* Start Data supplied *

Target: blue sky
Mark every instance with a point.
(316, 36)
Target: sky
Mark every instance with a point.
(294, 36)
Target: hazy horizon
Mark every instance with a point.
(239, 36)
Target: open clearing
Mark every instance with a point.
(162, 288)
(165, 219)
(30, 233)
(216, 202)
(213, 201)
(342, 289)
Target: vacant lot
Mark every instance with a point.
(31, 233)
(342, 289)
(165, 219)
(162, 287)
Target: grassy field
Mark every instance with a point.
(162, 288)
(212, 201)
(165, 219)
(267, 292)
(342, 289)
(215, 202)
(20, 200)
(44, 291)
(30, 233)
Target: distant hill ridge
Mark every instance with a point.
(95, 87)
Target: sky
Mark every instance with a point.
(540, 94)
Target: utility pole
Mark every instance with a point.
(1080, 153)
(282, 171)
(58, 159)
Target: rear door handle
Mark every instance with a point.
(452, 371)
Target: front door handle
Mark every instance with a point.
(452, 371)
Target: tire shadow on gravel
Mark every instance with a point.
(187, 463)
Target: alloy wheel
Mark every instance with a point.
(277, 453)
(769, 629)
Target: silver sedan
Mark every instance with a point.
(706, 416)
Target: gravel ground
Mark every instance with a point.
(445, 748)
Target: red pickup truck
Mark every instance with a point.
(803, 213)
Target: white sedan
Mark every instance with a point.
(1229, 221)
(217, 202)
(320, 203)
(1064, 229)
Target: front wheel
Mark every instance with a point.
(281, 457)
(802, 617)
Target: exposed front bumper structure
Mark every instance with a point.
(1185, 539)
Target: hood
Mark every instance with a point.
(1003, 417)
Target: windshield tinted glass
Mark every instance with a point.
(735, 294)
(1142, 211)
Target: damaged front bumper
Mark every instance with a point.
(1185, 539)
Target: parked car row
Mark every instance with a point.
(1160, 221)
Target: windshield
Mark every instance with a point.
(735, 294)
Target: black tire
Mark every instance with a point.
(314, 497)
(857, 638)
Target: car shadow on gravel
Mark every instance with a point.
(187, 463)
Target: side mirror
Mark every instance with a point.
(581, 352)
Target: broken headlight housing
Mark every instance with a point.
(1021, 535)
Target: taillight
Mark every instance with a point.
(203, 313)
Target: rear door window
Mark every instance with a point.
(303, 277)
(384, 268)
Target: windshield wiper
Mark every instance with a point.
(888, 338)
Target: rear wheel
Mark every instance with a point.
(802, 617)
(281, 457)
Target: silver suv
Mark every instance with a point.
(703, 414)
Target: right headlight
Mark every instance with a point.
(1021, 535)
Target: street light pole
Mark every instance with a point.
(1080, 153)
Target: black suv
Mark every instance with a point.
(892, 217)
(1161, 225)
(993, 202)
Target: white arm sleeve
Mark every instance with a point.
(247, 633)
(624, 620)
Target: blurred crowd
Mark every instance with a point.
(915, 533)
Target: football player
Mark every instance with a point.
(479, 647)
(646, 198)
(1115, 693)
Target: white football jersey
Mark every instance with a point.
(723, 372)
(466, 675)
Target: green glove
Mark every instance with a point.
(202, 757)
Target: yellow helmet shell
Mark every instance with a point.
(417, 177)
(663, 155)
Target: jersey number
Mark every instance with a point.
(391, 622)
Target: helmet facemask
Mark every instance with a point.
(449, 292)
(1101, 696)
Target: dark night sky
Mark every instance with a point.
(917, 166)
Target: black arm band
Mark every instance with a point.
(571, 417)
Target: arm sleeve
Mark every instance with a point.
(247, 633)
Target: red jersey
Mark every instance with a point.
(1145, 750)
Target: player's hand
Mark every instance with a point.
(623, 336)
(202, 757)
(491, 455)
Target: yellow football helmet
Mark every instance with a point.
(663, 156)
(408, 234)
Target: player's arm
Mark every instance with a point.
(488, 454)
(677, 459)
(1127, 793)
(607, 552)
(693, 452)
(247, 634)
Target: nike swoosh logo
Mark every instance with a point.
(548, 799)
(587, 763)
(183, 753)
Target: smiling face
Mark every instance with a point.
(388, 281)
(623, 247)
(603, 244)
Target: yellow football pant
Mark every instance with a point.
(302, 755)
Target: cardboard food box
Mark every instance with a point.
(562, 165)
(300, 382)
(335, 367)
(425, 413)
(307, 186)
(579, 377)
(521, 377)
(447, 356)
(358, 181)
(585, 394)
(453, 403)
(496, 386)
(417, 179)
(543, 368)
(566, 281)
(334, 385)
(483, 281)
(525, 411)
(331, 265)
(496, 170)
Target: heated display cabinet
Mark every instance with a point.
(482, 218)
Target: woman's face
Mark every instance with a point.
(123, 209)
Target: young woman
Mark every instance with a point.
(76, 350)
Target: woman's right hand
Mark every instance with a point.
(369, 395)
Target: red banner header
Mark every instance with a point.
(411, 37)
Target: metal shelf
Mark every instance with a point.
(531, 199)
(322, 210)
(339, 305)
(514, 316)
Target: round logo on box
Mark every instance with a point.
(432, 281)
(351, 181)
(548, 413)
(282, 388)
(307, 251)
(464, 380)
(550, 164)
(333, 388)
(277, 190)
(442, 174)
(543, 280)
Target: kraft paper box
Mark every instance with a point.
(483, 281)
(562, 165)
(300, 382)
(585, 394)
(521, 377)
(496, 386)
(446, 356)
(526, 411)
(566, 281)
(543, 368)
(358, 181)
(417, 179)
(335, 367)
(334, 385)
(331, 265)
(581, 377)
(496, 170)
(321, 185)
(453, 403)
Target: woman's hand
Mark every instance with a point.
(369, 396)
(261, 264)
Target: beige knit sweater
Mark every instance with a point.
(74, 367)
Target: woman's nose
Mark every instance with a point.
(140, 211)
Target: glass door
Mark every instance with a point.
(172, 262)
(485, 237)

* End Data supplied *

**Problem description**
Could you return every line of the listing above verbatim, from the first line to the last?

**Answer for this exercise**
Target: blue sky
Mark every instance with a point.
(316, 36)
Target: sky
Mark every instance with a point.
(294, 36)
Target: hazy horizon
Mark every instance with a point.
(239, 36)
Target: open clearing
Mark every instance with a point.
(162, 288)
(165, 219)
(30, 233)
(216, 202)
(213, 201)
(342, 289)
Target: vacant lot
Mark every instance with a point.
(31, 233)
(342, 289)
(165, 219)
(162, 287)
Target: grassy field
Mark every instance with a point.
(162, 288)
(212, 201)
(165, 219)
(267, 292)
(342, 289)
(215, 202)
(20, 200)
(44, 291)
(30, 233)
Target: distant hill ridge
Mark every instance with a point.
(95, 87)
Target: sky
Mark every instance with a point.
(540, 94)
Target: utility pole
Mark every instance with a point.
(1080, 153)
(282, 171)
(58, 159)
Target: rear door handle
Mark every instance with a point.
(452, 371)
Target: front door handle
Mark every instance with a point.
(452, 371)
Target: tire shadow on gravel
Mark every instance with a point.
(187, 463)
Target: alloy wheel
Mark every instance with a point.
(277, 453)
(769, 629)
Target: silver sedan
Mark every instance with a point.
(706, 416)
Target: gravel ground
Mark every instance with a point.
(445, 748)
Target: red pickup truck
Mark every instance with a point.
(803, 213)
Target: white sedan
Mark every instance with a point.
(1229, 221)
(217, 202)
(320, 203)
(1064, 229)
Target: front wheel
Mark every instance with a point.
(281, 457)
(802, 617)
Target: exposed front bumper structure
Mark every instance with a point.
(1185, 539)
Target: hood
Mark every instance with a point.
(1003, 417)
Target: windshield tinted glass
Mark every instance with a point.
(735, 294)
(1142, 211)
Target: damaged front bumper
Mark every instance with a point.
(1185, 539)
Target: parked car row
Mark every instance with a point.
(1160, 221)
Target: windshield
Mark every instance with a point.
(735, 294)
Target: black tire
Mark every instance with a point.
(314, 497)
(857, 638)
Target: car shadow on gravel
Mark every instance with a point.
(187, 463)
Target: side mirror
Mark every instance with a point.
(581, 352)
Target: broken headlight housing
Mark every instance with a point.
(1021, 535)
Target: taillight
Mark every instance with a point.
(203, 313)
Target: rear door window
Mark every instance with a point.
(303, 277)
(384, 268)
Target: windshield wiper
Mark every instance with a point.
(888, 338)
Target: rear wheel
Mark every instance with a point.
(802, 617)
(281, 457)
Target: silver suv
Mark every instance with a point.
(703, 414)
Target: right headlight
Mark every instance with a point.
(1021, 535)
Target: street light pole
Mark every instance with a point.
(1080, 153)
Target: black suv
Mark every instance with a point.
(892, 217)
(1161, 225)
(993, 202)
Target: white arm sleeve
Mark every instance with a point.
(247, 633)
(624, 620)
Target: blurred crowd
Mark every instance with a point.
(915, 533)
Target: football player
Mark every instance with a point.
(479, 647)
(646, 198)
(1115, 693)
Target: white football jersey
Mark every instance with a point.
(723, 372)
(466, 675)
Target: green glove
Mark every instance with a point.
(202, 757)
Target: yellow helmet shell
Mark every instance with a point.
(417, 177)
(663, 155)
Target: jersey number
Mark every instance with a point.
(391, 622)
Target: helmet facemask
Mark every instance with a point.
(449, 292)
(1101, 696)
Target: dark night sky
Mark every instance with a point.
(917, 166)
Target: black arm band
Mark every instance with a point.
(571, 417)
Target: arm sleeve
Mark every instance with a point.
(247, 633)
Target: red jersey
Mark every instance with a point.
(1145, 750)
Target: player's hand
Mark every instance with a point.
(623, 336)
(202, 757)
(491, 455)
Target: yellow football helmet
Mark every instance with a point.
(663, 156)
(408, 234)
Target: player's arm
Mark every instance with a point.
(488, 454)
(677, 459)
(1127, 793)
(607, 552)
(693, 452)
(247, 634)
Target: nike swoosh logo
Mark every instance with a point.
(548, 799)
(587, 763)
(183, 753)
Target: smiling face
Mark every instance with a point.
(388, 281)
(623, 247)
(603, 244)
Target: yellow football pant
Mark every instance with a point.
(302, 755)
Target: cardboard food box
Mark every instance with a point.
(562, 165)
(300, 382)
(335, 367)
(425, 413)
(307, 186)
(579, 377)
(521, 377)
(447, 356)
(358, 181)
(585, 394)
(453, 403)
(496, 386)
(417, 179)
(543, 368)
(566, 281)
(334, 385)
(483, 281)
(525, 411)
(331, 265)
(496, 170)
Target: heated display cabinet
Mark every instance with a point.
(482, 218)
Target: woman's face
Mark every instance with a point.
(123, 209)
Target: young woman
Mark every instance with a point.
(76, 350)
Target: woman's right hand
Mark every instance with a point.
(369, 395)
Target: red banner header
Mark every instance with a point.
(411, 37)
Target: metal shelf
Mark every instance with a point.
(531, 199)
(322, 210)
(339, 305)
(514, 316)
Target: round logo on box
Mark every instance with a point.
(432, 281)
(351, 181)
(548, 413)
(282, 388)
(307, 251)
(464, 380)
(550, 164)
(333, 388)
(277, 190)
(442, 174)
(543, 280)
Target: kraft paper box
Mark every instance with a point.
(483, 281)
(562, 165)
(300, 382)
(585, 394)
(521, 377)
(496, 386)
(446, 356)
(526, 411)
(566, 281)
(543, 368)
(358, 181)
(417, 179)
(335, 367)
(334, 385)
(331, 265)
(581, 377)
(496, 170)
(321, 185)
(453, 403)
Target: woman's hand
Mark every instance with a point.
(369, 396)
(261, 264)
Target: beige knit sweater
Mark every instance with a point.
(74, 367)
Target: woman's nose
Mark every instance with a point.
(140, 211)
Target: glass door
Mark every instance with a point.
(172, 262)
(485, 237)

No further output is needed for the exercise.